**Task goal**
Reproduce everything from the line containing "of the distant" down to the line containing "the runway pavement?", changing "Put a dot there" to "Place a mark there" throughout and leaving all else unaltered.

(Location identification items)
════════

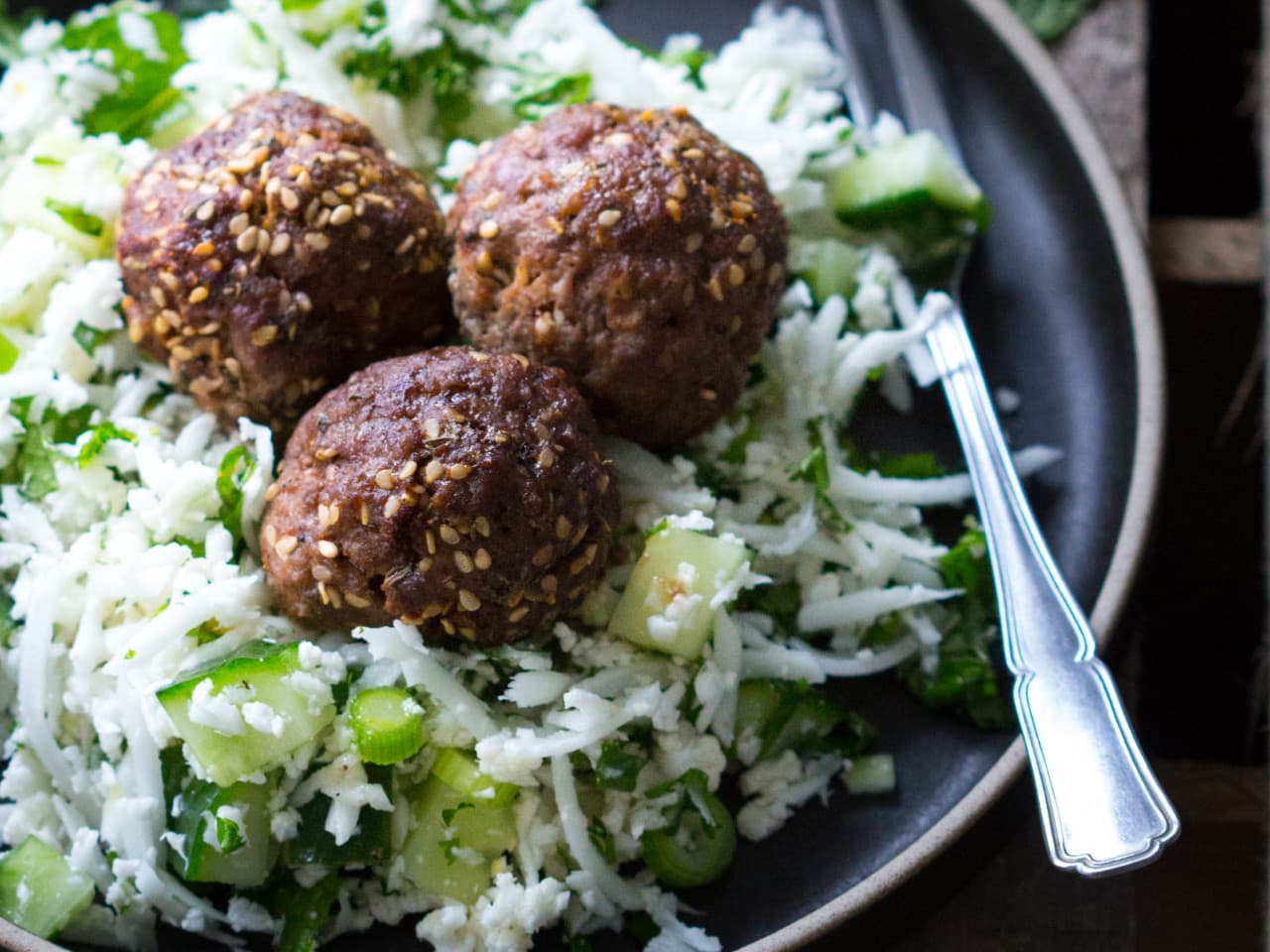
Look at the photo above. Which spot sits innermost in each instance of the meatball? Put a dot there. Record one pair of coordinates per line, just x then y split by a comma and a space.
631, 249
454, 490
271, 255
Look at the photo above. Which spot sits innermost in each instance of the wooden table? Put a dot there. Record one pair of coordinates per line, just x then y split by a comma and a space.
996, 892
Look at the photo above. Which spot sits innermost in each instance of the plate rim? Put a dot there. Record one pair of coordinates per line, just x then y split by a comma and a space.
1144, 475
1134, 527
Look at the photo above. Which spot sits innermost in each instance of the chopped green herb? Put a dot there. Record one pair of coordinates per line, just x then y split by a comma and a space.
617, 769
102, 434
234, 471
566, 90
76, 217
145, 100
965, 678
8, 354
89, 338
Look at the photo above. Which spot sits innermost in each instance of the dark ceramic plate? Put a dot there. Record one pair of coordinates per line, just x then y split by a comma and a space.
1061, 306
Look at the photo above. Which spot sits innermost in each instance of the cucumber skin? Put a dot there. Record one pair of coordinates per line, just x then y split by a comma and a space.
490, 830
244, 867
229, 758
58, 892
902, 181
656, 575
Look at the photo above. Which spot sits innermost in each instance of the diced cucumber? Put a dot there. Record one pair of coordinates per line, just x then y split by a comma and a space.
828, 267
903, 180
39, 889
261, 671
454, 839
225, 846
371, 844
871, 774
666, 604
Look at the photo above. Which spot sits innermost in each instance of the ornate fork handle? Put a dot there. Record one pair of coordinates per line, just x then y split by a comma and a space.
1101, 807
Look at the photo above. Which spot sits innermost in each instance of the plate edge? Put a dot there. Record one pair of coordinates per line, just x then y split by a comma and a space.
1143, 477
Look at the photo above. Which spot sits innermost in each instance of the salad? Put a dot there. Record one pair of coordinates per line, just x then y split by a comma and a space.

════════

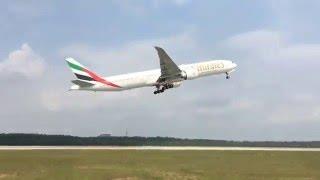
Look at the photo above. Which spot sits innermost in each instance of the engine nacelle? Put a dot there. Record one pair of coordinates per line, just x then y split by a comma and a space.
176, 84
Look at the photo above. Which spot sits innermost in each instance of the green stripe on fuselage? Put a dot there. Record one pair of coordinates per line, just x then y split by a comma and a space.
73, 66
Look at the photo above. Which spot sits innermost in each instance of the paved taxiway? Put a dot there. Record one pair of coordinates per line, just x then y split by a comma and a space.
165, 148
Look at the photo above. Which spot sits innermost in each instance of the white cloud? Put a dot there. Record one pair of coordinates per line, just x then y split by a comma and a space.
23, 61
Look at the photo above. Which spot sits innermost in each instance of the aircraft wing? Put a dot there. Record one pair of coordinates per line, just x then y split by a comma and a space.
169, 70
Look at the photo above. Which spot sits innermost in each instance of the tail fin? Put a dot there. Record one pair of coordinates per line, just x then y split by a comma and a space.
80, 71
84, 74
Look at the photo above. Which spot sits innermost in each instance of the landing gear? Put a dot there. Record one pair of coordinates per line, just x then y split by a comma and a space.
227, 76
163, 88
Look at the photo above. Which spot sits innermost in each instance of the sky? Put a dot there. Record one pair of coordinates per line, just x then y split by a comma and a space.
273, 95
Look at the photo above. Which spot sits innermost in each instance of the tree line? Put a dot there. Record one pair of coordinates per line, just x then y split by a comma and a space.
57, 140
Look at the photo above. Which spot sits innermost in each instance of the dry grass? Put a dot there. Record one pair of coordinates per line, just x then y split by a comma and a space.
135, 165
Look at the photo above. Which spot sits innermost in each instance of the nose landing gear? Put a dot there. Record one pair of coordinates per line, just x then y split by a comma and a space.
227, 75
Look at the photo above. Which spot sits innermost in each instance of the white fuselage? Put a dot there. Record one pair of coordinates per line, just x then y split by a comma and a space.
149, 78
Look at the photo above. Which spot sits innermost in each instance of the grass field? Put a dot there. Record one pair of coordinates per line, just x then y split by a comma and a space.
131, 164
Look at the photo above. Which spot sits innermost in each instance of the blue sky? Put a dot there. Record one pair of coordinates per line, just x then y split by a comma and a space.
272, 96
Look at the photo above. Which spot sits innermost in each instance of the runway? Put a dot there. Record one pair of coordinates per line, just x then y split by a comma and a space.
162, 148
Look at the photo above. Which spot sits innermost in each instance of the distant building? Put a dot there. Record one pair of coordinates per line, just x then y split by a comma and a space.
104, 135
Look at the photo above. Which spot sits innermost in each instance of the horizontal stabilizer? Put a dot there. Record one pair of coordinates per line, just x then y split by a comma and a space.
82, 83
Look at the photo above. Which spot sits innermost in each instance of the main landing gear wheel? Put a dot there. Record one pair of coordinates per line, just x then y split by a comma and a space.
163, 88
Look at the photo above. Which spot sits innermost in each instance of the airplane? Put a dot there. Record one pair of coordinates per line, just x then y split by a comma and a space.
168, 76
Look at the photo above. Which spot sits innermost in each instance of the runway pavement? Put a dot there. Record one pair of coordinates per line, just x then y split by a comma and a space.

════════

**Response**
Look at the photo above. Which spot sits innermost in each instance of the distant building? Place a mark there. Record one pair of coordinates per line, just x then y split by a comma and a space.
104, 135
Look at the photo above. Which spot sits innermost in each instance of the horizontal stabilizer? Place a mark there. Record one pair of coordinates per line, just x then y split by a comma and a space.
82, 83
Look at the photo above. Which spot sits innermost in each instance of the main landing gear wheel? Place a mark there. Record one pair of coordinates per line, just x then y split by a comma and a space.
163, 88
Look at the photo above. Which spot sits innermost in each instance of the airplane? Place a mark there. Record one pair of coordinates per line, just x then y split by a comma and a space.
168, 76
Look at the photo above. Which spot sits innermost in each instance of the runway pavement? Place a mark there. Record one pair of coordinates per line, just x then y split by a comma and a space.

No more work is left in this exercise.